— Task brief —
From the line that has "Annotate each instance of the round" down to the final line of the listing below, transcribe every line exactly, and only those.

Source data
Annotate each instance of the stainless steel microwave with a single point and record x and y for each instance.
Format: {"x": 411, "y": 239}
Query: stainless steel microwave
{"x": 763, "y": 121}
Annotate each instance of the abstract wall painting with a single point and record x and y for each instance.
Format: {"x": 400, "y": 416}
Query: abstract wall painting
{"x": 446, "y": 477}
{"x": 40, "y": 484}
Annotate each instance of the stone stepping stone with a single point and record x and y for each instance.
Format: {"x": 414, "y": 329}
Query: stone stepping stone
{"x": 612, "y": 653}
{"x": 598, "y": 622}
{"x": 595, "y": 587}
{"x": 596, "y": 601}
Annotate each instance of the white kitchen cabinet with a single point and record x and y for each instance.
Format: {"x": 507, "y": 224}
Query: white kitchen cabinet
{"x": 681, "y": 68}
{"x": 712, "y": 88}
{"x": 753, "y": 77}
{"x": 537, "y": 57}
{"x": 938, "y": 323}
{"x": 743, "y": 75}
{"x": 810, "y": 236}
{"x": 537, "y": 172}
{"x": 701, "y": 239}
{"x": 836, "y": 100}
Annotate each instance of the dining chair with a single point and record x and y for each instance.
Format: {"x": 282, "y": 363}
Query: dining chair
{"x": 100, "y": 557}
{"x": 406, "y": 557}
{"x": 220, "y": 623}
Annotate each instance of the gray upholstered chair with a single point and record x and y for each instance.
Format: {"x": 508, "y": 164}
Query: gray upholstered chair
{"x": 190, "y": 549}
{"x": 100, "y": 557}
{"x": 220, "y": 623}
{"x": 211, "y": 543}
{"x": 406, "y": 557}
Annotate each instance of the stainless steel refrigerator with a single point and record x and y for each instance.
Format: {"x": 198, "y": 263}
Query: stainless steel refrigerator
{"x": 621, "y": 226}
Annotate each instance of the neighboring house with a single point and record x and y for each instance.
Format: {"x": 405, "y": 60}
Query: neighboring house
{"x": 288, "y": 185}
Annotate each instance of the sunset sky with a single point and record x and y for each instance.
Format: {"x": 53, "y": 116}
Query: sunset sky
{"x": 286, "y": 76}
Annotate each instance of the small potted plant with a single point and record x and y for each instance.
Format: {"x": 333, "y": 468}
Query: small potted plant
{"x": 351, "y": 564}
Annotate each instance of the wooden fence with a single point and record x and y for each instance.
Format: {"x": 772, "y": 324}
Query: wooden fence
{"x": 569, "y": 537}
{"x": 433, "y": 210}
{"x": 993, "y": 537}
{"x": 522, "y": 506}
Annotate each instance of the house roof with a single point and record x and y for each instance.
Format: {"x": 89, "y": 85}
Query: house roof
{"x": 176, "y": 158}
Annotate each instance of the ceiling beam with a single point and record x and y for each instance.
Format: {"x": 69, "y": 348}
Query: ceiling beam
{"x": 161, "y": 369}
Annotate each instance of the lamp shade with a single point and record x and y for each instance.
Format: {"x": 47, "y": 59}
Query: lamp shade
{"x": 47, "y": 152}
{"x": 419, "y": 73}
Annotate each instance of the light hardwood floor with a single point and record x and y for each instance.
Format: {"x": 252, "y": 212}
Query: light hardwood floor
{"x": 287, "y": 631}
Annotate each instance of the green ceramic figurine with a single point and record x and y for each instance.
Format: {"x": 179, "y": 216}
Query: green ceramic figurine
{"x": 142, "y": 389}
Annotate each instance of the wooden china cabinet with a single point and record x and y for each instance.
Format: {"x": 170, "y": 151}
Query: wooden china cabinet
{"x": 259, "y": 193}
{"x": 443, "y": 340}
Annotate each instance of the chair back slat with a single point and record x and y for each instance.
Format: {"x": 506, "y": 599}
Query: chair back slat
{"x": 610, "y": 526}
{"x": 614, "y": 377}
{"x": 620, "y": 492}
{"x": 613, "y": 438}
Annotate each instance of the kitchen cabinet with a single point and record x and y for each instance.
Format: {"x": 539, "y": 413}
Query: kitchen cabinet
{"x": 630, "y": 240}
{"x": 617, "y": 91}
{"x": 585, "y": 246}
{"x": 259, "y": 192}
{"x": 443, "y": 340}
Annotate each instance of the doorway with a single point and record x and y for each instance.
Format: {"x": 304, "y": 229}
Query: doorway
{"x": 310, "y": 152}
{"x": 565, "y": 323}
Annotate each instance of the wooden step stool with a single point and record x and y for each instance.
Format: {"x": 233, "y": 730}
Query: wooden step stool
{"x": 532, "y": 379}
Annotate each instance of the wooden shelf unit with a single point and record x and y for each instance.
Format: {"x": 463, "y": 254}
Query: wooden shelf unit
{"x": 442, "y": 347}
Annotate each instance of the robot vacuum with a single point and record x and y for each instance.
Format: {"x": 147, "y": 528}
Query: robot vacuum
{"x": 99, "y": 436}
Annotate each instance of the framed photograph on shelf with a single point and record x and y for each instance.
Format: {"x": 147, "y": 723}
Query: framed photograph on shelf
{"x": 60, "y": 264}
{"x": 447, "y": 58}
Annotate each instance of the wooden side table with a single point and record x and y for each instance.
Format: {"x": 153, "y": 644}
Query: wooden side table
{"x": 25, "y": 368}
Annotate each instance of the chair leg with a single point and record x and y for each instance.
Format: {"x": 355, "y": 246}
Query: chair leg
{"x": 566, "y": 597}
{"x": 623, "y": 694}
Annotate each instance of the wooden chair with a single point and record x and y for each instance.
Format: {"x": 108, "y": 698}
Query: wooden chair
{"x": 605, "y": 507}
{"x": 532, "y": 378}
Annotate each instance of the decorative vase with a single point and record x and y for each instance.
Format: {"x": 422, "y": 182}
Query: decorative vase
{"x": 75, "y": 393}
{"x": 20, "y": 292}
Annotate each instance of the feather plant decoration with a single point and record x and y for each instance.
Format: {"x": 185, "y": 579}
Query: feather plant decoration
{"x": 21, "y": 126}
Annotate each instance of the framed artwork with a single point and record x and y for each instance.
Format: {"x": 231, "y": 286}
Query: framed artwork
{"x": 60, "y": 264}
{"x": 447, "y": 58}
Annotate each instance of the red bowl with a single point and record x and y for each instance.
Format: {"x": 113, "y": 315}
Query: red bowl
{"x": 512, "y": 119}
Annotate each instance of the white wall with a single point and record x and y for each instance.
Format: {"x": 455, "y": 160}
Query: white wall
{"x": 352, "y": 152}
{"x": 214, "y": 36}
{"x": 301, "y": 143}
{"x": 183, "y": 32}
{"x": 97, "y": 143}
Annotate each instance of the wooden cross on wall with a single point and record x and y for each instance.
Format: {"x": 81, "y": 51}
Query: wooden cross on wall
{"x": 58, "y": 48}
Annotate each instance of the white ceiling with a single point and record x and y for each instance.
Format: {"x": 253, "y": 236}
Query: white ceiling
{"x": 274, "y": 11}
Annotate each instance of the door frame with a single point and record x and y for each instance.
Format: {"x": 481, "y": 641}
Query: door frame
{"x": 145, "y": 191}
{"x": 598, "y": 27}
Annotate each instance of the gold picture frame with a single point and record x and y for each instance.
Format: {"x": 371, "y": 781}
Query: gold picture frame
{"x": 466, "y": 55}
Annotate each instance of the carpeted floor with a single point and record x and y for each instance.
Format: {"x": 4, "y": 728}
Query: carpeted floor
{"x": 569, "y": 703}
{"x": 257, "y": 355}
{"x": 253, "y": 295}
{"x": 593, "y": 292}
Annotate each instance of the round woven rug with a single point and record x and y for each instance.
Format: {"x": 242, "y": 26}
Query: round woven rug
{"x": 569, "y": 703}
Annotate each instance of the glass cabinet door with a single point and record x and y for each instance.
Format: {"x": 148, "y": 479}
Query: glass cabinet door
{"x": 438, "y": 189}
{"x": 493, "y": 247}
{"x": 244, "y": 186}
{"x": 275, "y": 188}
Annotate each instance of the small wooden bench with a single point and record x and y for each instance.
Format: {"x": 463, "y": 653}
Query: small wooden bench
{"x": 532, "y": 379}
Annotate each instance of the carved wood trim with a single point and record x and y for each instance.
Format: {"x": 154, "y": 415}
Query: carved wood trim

— Result for this task —
Annotate each instance of the round woven rug with a single point and record x and y for each instance.
Format: {"x": 242, "y": 26}
Query: round woven rug
{"x": 569, "y": 703}
Annotate each instance of the glass cabinet door with a single point and record x and y for each instance.
Format: {"x": 148, "y": 479}
Query: glass cabinet door
{"x": 438, "y": 189}
{"x": 493, "y": 247}
{"x": 244, "y": 186}
{"x": 275, "y": 188}
Annotate each instance of the small wooden bench with a single point and record x and y for each instance.
Format: {"x": 463, "y": 653}
Query: small wooden bench
{"x": 532, "y": 379}
Annotate each instance of the carved wood trim with a single point and record x and y for each instance.
Format: {"x": 154, "y": 415}
Query: carved wood trim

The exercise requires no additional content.